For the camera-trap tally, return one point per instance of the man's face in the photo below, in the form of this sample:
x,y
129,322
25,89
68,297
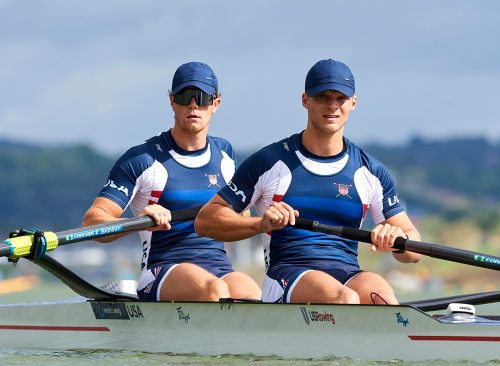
____________
*WORK REQUIRED*. Update all of the data above, replacing "man's face" with "person's face" and keeping everything else the same, and omit the pictures from your response.

*EXERCISE SOLUTION*.
For the camera-trap tally, return one point per instance of the person's face in the photo below, in the form of this sample:
x,y
129,322
25,89
68,297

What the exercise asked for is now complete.